:: Entrevista para análise ::
Sou budista, estive no Nepal e na Índia. Tive o privilégio de, há 12 anos, acompanhar o Dalai Lama em visita feita pela América do Sul, com palestras (reunidas pela Palas Athena). O Dalai é um menino, um menino de quase 90 anos e o Milton é um menino de 82 anos, e eles vibram dentro de uma esfera singular, funcionam numa corrente de energia única. É mais fácil entender ambos a partir justamente da luminosidade, da presença e de suas forças.
Fatores de saúde complicaram as filmagens, e como ele trata o fim da estrada?
A saúde do Milton era uma preocupação grande, não só por, pessoalmente, ele ter saído da pandemia fragilizado. Ele ficou isolado, e o Bituca, isolado, se ressente muito. Ele vive dos amigos e da energia das pessoas em volta. Antes do filme, precisava justamente ouvir dele se, além da turnê, já com proporção de epopeia, ele teria vontade e disposição para fazer o documentário. Da turnê, primeiro, me respondeu que sim, de forma muito clara e contundente. Ele queria viajar e se despedir dos seus fãs — ter o olho no olho dos fãs — pela última vez. Quanto à disponibilidade, em termos mental e emocional, falei que iria dar muito trabalho, mas que só poderia fazer um filme à altura dele. Ele foi extremamente generoso. Um grande mérito do filme é mostrar a fragilidade sem nunca expor uma imagem fragilizada. Ele está gigante no documentário. Quanto ao fim, o filme, de certa forma, responde essa pergunta, quando a narrativa questiona: "o que é o fim para um imortal".
O filme anterior, de Ana Rieper, do Clube da Esquina, é complementar ao teu?
É um filme que está minha lista, por assistir. É óbvio que o Clube da Esquina seja dos momentos mais significativos da vida de Milton e da obra dele. Mas ela se espalha em outros aspectos e momentos muito importantes, inclusive, fora do Brasil. Explicações para ele, se encontra em Minas, no Brasil profundo. Com nosso filme, avançamos no leque daquilo que ia acontecendo na estrada. Gosto de pensar nesse filme como um road movie, orgânico na narrativa. É como se a gente pintasse um retrato do Milton com as cores que foram se definindo nessa estrada.
Qual o teu contato com a obra?
Milton faz parte da minha iniciação musical, quando eu tinha 12 anos. Minha primeira mesada, aos 12 anos, foi gasta com dois discos: The dark side of the moon (Pink Floyd) e Clube da Esquina. Depois, a vida me levou para outras culturas, outros rumos e países, e passei muito tempo sem ter contato com a obra do Milton. No meu retiro pandêmico, junto com o meu border collie, retomei Milton, como uma espécie de conforto de retorno, de retornar ao Brasil. Bituca me deu um espaço e uma confiança que ensinou muito. O homem é mais difícil de explicar e o filme trata disso. Ele é um cara de muitas camadas e costumo dizer que a explicação do Bituca não é racional. A gente não explica o Bituca — a gente sente.
Como foi o cuidado com o som?
:::
:: Dados fornecidos ::
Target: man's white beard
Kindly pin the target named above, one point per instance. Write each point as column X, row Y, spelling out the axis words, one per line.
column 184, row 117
:::
Tarefa - Transcreva literalmente o trecho da entrevista que vai de "Qual o teu contato" a "cuidado com o som?". Baseie-se somente na entrevista.

Resposta -
Qual o teu contato com a obra?
Milton faz parte da minha iniciação musical, quando eu tinha 12 anos. Minha primeira mesada, aos 12 anos, foi gasta com dois discos: The dark side of the moon (Pink Floyd) e Clube da Esquina. Depois, a vida me levou para outras culturas, outros rumos e países, e passei muito tempo sem ter contato com a obra do Milton. No meu retiro pandêmico, junto com o meu border collie, retomei Milton, como uma espécie de conforto de retorno, de retornar ao Brasil. Bituca me deu um espaço e uma confiança que ensinou muito. O homem é mais difícil de explicar e o filme trata disso. Ele é um cara de muitas camadas e costumo dizer que a explicação do Bituca não é racional. A gente não explica o Bituca — a gente sente.
Como foi o cuidado com o som?